**Task details**
Scan the listing beneath this sentence. Report each line with the word "below".

**Data under study**
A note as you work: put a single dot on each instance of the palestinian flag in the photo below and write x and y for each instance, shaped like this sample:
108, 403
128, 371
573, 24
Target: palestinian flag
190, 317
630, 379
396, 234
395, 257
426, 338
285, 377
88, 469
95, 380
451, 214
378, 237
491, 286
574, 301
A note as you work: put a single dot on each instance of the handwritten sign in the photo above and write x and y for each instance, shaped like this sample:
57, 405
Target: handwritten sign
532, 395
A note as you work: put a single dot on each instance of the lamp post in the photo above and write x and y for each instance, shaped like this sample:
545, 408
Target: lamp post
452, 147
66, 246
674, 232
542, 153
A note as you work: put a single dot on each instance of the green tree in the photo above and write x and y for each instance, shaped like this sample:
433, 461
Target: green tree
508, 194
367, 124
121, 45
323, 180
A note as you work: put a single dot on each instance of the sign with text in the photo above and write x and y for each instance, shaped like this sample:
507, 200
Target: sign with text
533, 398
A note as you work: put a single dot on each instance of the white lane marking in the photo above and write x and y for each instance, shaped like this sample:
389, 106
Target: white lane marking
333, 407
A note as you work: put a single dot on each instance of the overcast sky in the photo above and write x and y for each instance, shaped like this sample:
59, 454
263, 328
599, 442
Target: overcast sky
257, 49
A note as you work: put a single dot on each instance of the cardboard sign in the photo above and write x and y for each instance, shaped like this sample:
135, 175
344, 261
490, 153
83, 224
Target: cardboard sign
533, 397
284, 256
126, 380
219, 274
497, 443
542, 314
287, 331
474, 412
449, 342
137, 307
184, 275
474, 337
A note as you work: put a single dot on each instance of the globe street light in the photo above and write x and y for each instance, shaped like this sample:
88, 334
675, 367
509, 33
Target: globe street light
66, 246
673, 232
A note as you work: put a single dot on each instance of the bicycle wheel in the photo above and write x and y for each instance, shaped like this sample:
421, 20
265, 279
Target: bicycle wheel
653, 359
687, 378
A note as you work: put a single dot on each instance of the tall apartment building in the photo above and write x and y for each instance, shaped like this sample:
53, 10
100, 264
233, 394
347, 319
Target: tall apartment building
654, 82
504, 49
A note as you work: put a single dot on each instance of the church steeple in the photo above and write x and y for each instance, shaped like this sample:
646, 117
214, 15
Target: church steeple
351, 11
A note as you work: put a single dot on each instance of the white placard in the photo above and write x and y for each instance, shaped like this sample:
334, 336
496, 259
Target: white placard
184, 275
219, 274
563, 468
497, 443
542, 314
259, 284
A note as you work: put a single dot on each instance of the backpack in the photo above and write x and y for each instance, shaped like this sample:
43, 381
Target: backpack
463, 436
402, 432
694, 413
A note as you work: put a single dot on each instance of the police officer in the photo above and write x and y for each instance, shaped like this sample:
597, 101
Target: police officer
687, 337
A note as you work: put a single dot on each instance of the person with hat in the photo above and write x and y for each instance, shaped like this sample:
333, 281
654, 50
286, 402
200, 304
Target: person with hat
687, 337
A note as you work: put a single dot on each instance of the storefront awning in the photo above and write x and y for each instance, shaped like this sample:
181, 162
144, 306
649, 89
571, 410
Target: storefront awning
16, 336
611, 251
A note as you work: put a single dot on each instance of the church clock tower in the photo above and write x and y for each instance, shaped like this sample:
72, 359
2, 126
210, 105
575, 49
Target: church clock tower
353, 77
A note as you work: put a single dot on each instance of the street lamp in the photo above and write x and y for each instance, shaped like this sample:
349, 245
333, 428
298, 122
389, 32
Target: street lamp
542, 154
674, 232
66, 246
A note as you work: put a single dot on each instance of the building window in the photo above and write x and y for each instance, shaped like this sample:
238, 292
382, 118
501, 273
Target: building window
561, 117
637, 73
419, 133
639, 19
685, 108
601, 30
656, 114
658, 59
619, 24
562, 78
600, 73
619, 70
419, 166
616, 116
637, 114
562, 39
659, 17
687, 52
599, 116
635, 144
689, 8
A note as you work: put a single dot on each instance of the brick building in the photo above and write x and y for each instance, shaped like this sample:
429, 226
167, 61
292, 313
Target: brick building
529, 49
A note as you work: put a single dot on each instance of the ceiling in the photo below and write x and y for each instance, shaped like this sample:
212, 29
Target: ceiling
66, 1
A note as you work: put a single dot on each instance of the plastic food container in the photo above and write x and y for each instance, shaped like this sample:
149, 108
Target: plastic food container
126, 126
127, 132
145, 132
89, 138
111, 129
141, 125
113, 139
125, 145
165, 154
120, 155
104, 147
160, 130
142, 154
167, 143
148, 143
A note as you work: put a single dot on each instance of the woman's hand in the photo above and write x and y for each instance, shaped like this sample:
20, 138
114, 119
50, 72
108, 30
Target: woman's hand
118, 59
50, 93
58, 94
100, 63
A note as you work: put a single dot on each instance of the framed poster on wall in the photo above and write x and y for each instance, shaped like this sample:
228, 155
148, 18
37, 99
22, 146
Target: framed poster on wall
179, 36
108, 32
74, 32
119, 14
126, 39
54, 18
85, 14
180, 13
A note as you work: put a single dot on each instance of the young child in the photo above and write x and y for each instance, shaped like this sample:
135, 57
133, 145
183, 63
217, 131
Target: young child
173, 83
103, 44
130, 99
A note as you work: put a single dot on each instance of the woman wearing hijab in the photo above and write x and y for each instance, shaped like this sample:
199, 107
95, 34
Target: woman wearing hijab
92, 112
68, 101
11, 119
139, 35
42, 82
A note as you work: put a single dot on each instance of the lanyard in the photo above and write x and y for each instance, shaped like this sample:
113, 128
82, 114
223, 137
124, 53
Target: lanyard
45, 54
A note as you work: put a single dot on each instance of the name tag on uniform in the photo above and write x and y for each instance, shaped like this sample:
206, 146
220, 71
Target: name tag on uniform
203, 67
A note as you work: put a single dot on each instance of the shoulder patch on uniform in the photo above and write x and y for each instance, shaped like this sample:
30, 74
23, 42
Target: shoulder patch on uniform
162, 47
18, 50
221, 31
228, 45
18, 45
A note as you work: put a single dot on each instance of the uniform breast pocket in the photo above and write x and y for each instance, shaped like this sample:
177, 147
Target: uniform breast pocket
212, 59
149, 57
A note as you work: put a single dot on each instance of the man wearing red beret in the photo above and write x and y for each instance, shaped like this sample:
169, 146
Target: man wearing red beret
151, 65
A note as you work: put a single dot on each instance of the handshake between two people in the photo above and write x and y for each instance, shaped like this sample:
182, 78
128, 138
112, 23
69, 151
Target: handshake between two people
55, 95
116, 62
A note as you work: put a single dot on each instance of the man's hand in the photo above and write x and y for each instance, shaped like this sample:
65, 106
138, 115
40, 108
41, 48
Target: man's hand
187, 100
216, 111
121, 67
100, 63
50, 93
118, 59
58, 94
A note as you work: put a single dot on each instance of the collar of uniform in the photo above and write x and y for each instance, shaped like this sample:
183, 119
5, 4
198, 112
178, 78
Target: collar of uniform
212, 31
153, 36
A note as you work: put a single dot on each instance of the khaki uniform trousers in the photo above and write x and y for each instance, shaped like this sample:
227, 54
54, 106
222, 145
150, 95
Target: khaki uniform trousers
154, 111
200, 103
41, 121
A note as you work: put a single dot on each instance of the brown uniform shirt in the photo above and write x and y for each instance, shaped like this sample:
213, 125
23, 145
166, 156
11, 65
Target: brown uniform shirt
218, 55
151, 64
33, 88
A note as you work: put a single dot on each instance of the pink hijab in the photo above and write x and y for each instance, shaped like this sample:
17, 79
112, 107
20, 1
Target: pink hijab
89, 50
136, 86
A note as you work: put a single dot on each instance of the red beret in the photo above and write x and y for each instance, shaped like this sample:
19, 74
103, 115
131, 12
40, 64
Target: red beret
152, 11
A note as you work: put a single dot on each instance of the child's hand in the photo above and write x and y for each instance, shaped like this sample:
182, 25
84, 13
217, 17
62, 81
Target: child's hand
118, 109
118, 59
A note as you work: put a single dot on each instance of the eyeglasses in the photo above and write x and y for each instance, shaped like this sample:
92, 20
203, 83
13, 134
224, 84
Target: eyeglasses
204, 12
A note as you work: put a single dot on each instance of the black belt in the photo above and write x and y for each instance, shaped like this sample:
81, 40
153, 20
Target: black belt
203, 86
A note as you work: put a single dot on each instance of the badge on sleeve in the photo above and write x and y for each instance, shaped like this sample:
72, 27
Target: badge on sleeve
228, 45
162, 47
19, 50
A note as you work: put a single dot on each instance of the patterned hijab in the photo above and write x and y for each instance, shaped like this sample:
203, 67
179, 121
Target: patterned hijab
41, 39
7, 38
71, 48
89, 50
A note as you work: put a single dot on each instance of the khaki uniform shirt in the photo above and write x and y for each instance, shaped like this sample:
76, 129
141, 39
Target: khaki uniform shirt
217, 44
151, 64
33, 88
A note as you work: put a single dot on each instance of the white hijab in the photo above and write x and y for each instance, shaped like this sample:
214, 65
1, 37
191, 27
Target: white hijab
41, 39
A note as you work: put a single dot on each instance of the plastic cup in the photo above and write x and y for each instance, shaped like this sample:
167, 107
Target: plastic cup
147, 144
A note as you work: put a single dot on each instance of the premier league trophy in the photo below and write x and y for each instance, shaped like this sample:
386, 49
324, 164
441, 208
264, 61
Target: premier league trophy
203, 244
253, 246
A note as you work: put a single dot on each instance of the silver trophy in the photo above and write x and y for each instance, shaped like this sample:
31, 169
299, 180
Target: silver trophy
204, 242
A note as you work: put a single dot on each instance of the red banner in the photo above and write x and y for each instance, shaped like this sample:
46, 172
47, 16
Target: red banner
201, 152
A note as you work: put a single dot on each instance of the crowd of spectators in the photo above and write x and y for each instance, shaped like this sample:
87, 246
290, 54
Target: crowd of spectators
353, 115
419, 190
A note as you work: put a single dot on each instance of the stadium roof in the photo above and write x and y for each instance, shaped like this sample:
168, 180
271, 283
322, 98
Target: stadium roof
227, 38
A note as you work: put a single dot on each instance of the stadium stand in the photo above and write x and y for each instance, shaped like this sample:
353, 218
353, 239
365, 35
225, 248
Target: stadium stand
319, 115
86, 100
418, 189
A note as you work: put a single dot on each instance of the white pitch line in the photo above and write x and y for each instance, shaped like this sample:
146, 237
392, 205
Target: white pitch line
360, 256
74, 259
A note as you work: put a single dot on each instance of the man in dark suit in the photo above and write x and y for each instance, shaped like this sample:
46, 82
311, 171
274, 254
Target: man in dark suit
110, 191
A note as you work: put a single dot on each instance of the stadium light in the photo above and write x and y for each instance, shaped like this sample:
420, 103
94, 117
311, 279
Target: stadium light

**Completed exercise**
A note as you work: put a single dot on each instance of the palestinian flag in the photo below and write x and y for each instance, shaped like this sample:
A note as you work: put a single dot on each instance of the ceiling in the photo below and write x and y for each instance, shaped like this sample:
A note as you work: put a single dot on each instance of the premier league trophy in the photo below and write x and y for each instance, shaped like this sample:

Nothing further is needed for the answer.